+++ Text provided

BeagleBone-Black

Andre Kesteloot andre.kesteloot at verizon.net
Fri May 3 22:36:44 CDT 2013


On 5/3/2013 22:37 PM, Louis Mamakos wrote:
> It does, however, have a couple of embedded RISC microcontrollers ("PRU" - Programmable Real-Time Unit) which can be used to do various tricks with the I/O pins that might be interesting for some applications.  Sort of what the PIC devices could do; complex programmable bit-banging and I/O vs. having dedicated or special purpose hardware peripherals.  These microcontrollers have some sort of mailbox communication means with the ARM core so that they can each get the other's attention.
>
> http://processors.wiki.ti.com/index.php/Programmable_Realtime_Unit_Subsystem
>
> For example, make a few more extra "soft" UARTs:  http://processors.wiki.ti.com/index.php/Soft-UART_Implementation_on_AM335X_PRU_-_Software_Users_Guide
>
> The Beaglebone Black looks really neat; more I/O pins than the RPi.  I might have to get one, hopefully it won't end up on the pile of all the other cool widgets.

++++++
+++ Recorded data

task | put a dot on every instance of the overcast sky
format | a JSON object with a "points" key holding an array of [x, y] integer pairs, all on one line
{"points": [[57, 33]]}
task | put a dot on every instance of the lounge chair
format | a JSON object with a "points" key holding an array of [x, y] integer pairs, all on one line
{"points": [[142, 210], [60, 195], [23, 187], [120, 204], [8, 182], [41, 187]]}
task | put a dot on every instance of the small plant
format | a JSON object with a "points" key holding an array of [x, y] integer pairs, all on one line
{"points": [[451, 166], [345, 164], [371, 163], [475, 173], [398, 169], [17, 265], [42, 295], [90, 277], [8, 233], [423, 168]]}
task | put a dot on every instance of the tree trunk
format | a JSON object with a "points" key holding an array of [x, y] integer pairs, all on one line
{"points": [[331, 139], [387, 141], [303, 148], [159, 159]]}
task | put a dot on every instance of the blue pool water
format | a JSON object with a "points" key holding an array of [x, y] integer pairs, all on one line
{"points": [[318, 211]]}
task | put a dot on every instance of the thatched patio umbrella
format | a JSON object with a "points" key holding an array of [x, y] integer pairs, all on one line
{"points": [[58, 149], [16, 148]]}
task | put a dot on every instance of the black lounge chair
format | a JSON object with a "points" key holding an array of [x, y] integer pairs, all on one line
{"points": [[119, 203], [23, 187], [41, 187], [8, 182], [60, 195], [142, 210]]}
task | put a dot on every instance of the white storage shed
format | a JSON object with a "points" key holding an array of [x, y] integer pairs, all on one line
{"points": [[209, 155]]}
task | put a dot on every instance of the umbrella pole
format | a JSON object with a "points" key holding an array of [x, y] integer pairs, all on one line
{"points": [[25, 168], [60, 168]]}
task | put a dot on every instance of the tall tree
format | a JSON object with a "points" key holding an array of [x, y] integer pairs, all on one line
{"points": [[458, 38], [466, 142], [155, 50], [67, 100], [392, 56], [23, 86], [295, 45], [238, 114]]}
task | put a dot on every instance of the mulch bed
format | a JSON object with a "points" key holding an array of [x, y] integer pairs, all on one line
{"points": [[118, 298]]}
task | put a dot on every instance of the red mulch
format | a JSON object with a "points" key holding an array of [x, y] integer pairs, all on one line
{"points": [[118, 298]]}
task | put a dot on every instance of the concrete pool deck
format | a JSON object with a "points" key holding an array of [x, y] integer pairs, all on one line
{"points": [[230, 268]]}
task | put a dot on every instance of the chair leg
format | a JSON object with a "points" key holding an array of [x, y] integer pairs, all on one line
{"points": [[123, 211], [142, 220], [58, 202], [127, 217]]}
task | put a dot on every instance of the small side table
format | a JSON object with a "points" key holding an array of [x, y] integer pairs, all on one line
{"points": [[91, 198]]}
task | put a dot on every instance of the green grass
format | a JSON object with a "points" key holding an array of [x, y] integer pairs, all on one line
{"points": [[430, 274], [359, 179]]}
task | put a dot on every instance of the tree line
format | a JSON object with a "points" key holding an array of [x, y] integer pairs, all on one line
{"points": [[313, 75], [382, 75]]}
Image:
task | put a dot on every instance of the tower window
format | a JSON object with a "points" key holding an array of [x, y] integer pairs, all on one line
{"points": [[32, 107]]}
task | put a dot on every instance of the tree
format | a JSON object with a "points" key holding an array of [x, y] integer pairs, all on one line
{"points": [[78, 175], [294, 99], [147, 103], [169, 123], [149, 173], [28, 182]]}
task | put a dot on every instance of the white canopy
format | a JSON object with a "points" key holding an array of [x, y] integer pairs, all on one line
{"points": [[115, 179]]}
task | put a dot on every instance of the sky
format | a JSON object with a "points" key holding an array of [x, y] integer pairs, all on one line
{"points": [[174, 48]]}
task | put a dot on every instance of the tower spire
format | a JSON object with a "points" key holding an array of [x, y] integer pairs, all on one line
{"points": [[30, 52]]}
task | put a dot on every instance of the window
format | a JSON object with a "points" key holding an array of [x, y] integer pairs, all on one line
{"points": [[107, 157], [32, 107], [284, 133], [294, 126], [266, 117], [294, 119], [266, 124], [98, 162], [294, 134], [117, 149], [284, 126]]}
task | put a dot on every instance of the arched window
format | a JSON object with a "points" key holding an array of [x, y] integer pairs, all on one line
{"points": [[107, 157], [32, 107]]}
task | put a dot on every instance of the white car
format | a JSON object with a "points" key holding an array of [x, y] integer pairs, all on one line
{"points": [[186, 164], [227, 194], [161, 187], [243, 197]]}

++++++

→ **Exercise**: Write out everything from "Andre Kesteloot andre.kesteloot" down to "the other's attention." in the BeagleBone Black message above, word for word.

→ **Solution for this problem**:
Andre Kesteloot andre.kesteloot at verizon.net
Fri May 3 22:36:44 CDT 2013


On 5/3/2013 22:37 PM, Louis Mamakos wrote:
> It does, however, have a couple of embedded RISC microcontrollers ("PRU" - Programmable Real-Time Unit) which can be used to do various tricks with the I/O pins that might be interesting for some applications.  Sort of what the PIC devices could do; complex programmable bit-banging and I/O vs. having dedicated or special purpose hardware peripherals.  These microcontrollers have some sort of mailbox communication means with the ARM core so that they can each get the other's attention.